Fragment dokumentu:
Kochają polskiego hydraulika, ale...
Owszem kochamy polskich hydraulików, ale ilu
ich rzeczywiście nam potrzeba? - zapytuje w artykule zamieszczonym
w "The Daily Mail" Andrew Green, przewodniczący brytyjskiej
organizacji pozarządowej Migration Watch, która bada zjawiska
imigracji.
10.02.2006 | aktual.: 10.02.2006 11:35
Według niego, duży napływ do Wielkiej Brytanii imigrantów zarobkowych (oficjalnie 293 tys. po pierwszych 17 miesiącach od rozszerzenia UE) dowodzi, iż rząd nie panuje nad zjawiskiem, a jeśli chce przyjmować imigrantów z Europy środkowo-wschodniej, to powinien ograniczyć ich napływ z innych części świata.

Zadanie do wykonania:
Odpowiedz na podstawie fragmentu dokumentu:
(a) Jaką funkcję pełni Andrew Green?
(b) W jakiej gazecie zamieszczono jego artykuł?
(c) Ilu imigrantów zarobkowych przybyło oficjalnie do Wielkiej Brytanii po pierwszych 17 miesiącach od rozszerzenia UE?
Dane stanowią osobny materiał, niezwiązany z fragmentem dokumentu.

Materiał źródłowy:

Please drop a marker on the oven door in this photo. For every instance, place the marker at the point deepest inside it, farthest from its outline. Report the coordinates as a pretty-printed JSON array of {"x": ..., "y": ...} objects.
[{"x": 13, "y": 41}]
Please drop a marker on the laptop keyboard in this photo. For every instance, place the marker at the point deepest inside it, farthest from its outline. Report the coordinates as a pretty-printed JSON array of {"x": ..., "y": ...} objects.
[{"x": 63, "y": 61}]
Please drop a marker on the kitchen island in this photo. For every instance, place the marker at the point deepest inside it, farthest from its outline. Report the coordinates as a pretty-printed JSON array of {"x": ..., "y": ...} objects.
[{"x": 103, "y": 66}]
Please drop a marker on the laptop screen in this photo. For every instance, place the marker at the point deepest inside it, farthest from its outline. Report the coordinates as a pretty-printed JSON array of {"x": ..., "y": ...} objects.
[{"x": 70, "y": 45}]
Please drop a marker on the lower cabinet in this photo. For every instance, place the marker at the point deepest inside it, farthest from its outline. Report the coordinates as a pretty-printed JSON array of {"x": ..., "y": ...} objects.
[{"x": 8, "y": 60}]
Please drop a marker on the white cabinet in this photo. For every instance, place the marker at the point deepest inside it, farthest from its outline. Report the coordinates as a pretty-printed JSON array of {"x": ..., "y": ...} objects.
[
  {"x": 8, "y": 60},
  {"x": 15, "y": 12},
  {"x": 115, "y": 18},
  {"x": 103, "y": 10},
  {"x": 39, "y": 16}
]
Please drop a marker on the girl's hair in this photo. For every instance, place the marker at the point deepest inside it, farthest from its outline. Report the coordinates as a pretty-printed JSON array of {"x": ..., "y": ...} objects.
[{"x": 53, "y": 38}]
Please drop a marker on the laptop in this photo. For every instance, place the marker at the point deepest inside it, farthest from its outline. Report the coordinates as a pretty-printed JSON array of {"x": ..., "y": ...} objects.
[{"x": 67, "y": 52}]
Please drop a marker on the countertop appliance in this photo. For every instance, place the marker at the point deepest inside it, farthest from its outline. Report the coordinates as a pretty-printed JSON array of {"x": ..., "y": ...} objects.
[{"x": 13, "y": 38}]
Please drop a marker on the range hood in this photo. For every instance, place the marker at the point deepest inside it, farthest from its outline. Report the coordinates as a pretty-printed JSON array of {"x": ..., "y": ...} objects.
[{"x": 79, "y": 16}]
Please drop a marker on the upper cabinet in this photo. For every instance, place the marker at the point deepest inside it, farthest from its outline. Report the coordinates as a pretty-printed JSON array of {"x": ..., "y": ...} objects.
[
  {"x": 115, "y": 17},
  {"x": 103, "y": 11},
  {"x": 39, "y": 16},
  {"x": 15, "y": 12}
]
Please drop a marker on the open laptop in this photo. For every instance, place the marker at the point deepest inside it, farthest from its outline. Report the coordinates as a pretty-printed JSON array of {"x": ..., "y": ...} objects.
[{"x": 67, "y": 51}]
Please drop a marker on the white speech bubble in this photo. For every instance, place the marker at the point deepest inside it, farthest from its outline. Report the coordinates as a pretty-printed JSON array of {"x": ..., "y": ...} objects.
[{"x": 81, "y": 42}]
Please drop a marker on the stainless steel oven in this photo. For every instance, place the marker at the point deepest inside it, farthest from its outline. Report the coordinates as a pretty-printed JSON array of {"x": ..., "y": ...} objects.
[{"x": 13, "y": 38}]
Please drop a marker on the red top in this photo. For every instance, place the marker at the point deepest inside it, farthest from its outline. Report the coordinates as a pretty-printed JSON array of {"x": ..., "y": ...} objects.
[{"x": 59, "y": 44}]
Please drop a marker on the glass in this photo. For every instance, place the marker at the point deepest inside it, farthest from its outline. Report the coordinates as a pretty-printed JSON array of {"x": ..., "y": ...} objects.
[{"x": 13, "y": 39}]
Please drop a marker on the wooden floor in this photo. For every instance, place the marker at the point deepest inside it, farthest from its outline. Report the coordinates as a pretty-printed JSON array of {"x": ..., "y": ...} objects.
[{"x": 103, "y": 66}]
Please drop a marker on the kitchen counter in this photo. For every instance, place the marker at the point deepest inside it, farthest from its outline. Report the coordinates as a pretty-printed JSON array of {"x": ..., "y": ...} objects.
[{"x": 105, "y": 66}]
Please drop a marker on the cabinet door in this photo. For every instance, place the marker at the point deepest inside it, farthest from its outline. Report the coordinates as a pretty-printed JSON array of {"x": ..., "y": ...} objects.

Pole odpowiedzi:
(a) Jest przewodniczącym brytyjskiej organizacji pozarządowej Migration Watch.
(b) W "The Daily Mail".
(c) 293 tys.